*Teks Bacaan*
§

Alt Title

Subsidi MBG Turun, Benarkah Bergizi?

Subsidi MBG Turun, Benarkah Bergizi?

 



Dalih kondisi anggaran makin menunjukkan bahwa negara

tidak memberikan solusi perbaikan gizi generasi


____________________


Penulis Marwana S, S.Kep.Ns

Kontributor Media Kuntum Cahaya 


KUNTUMCAHAYA.com, OPINI - Saat pemilihan presiden (Pilpres) 2024 pasangan Prabowo-Gibran mengampanyekan program makan bergizi gratis (MBG).


Mereka ingin memberi makan pada anak-anak dan ibu hamil demi memperbaiki kualitas sumber daya manusia. Pada 2 Januari 2025 mendatang, program MBG akan direalisasikan. Adapun target sasarannya adalah sebanyak 19,47 juta orang hingga akhir tahun depan. Pemerintah akan mengalokasikan dana sebesar Rp71 triliun. (kumparan.com, 29-12-2024)

§

*Data Tersimpan*
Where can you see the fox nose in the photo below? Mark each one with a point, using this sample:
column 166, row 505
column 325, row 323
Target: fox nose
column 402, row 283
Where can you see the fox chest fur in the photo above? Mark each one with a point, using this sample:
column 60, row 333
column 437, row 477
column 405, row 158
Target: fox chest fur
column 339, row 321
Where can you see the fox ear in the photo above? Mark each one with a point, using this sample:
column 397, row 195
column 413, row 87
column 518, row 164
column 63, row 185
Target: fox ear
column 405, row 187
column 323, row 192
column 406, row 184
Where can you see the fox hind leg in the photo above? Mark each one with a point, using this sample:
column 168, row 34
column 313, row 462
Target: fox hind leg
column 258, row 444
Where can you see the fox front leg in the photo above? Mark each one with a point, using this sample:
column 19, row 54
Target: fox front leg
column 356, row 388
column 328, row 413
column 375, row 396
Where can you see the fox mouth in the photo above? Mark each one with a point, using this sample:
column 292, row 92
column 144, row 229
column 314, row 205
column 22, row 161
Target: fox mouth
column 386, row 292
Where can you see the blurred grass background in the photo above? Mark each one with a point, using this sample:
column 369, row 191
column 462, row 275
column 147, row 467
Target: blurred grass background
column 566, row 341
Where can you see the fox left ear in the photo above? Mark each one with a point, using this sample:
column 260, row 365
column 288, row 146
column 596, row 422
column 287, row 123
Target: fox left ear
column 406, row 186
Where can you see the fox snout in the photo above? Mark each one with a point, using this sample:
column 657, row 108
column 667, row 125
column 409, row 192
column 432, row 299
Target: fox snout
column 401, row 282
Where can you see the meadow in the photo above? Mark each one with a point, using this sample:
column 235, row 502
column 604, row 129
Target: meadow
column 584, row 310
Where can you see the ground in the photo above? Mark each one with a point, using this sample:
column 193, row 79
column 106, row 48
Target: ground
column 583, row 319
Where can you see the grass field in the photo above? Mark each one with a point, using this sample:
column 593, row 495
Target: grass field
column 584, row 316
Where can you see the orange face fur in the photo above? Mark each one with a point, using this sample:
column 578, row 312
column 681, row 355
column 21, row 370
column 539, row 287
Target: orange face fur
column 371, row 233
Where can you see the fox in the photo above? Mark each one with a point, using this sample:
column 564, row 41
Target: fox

§

*Tugas Latihan*
1 – Ubah paragraf dalam teks bacaan yang diawali "Mereka ingin memberi makan" menjadi beberapa poin singkat tanpa menghilangkan fakta utamanya.
2 – Jawab pertanyaan berikut berdasarkan teks bacaan.
(a) Siapa penulis teks tersebut?
(b) Pasangan mana yang mengampanyekan program MBG pada Pilpres 2024?
(c) Berapa besar dana yang akan dialokasikan pemerintah untuk program ini?
3 – Tentukan apakah setiap pernyataan berikut sesuai dengan teks bacaan. Jawab ya atau tidak, lalu kutip kata-kata dari teks yang menjadi dasarnya.
(a) Program MBG dikampanyekan pada Pilpres 2024.
(b) Sasaran program MBG hanya anak-anak.
(c) Penulis teks adalah kontributor Media Kuntum Cahaya.

*Pembahasan Soal*
1 –
- Tujuan: memberi makan anak-anak dan ibu hamil untuk memperbaiki kualitas sumber daya manusia.
- Pelaksanaan: program MBG akan direalisasikan pada 2 Januari 2025.
- Sasaran: 19,47 juta orang hingga akhir tahun depan.
- Anggaran: pemerintah mengalokasikan dana Rp71 triliun.

2 –
(a) Marwana S, S.Kep.Ns.
(b) Pasangan Prabowo-Gibran.
(c) Rp71 triliun.

3 –
(a) Ya. "Saat pemilihan presiden (Pilpres) 2024 pasangan Prabowo-Gibran mengampanyekan program makan bergizi gratis (MBG)."
(b) Tidak. "Mereka ingin memberi makan pada anak-anak dan ibu hamil"
(c) Ya. "Kontributor Media Kuntum Cahaya"